Problem → Please pick out every line in the items below that contains the string "surface" and copy each one. The match is case-sensitive.

Entries shown →

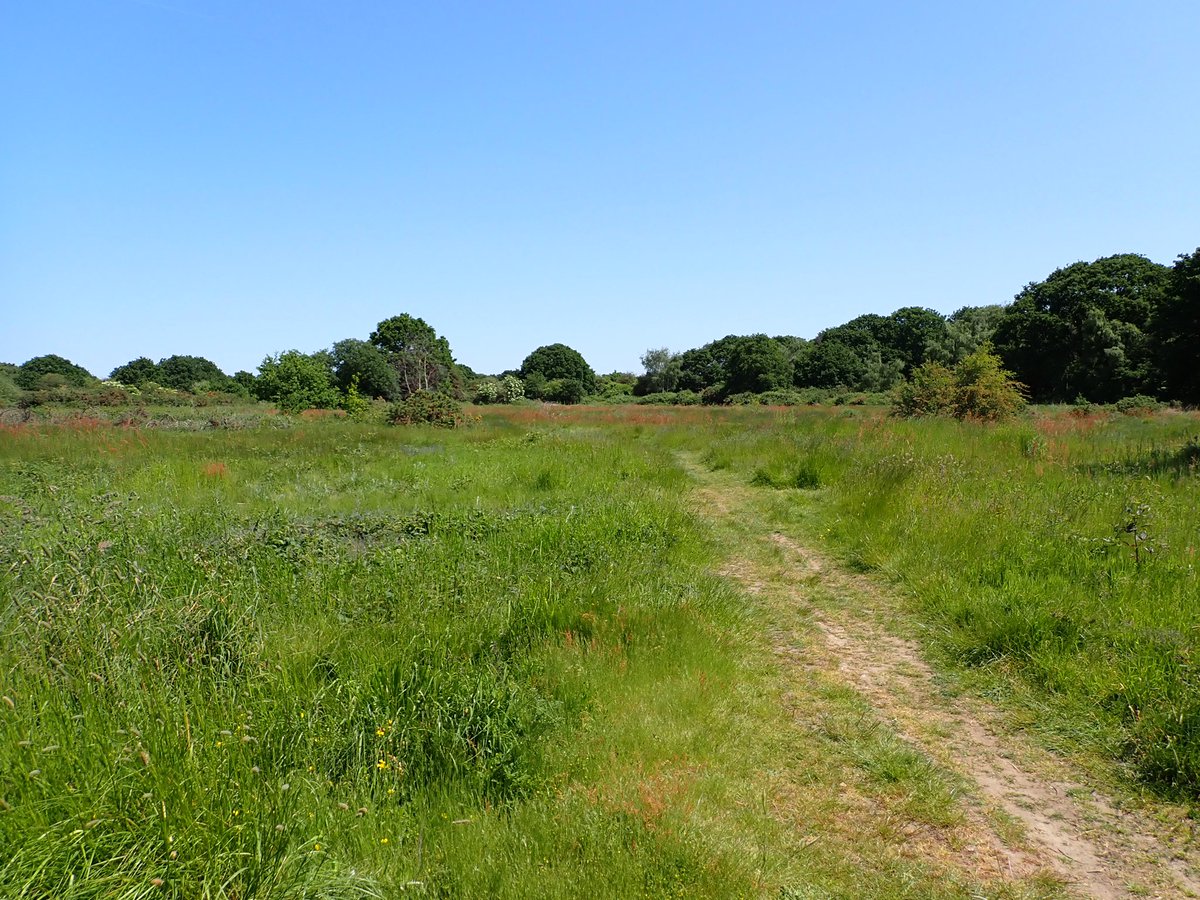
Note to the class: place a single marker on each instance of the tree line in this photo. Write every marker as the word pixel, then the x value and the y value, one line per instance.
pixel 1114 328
...
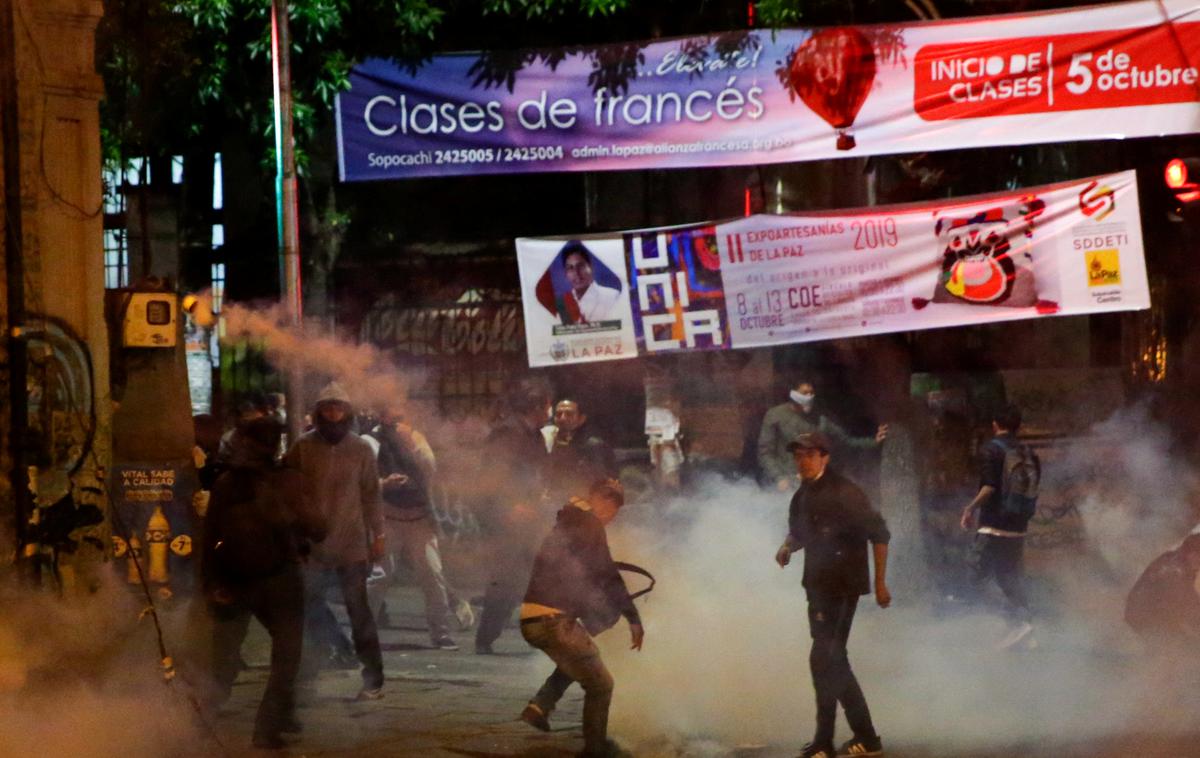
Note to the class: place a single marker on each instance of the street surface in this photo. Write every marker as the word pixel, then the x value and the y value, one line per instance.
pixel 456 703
==
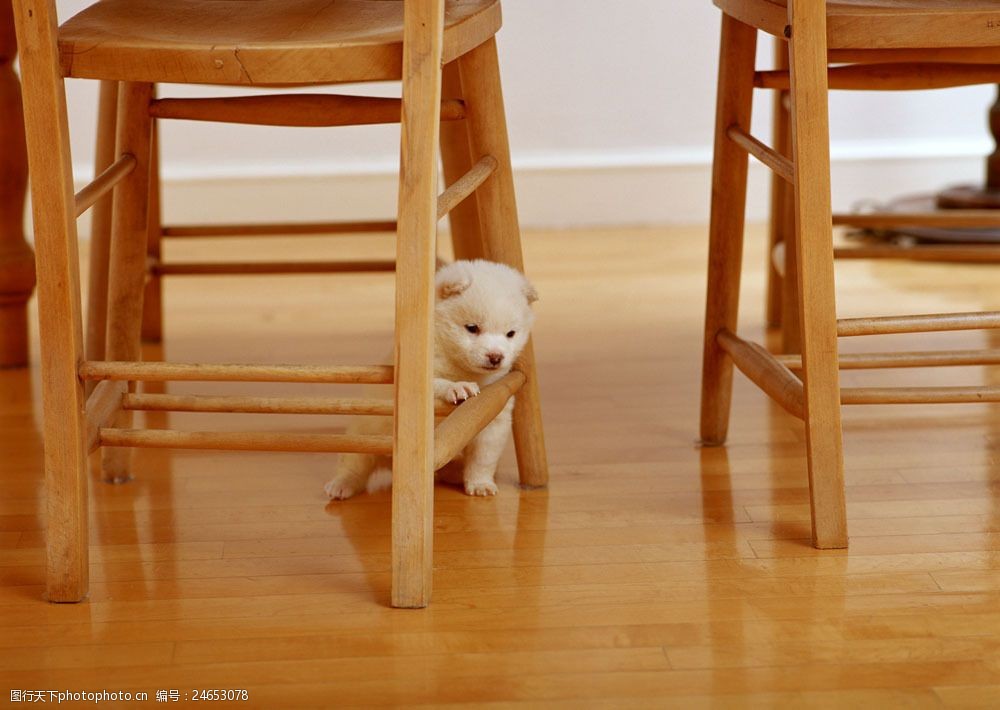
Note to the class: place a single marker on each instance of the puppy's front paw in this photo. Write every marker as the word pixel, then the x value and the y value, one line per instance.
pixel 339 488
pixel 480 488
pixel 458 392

Response for this exercise →
Note to the class: place a single marker on each instance of the street surface in this photo. Write every marker as the word pixel, then the x value and the y value, one line per instance.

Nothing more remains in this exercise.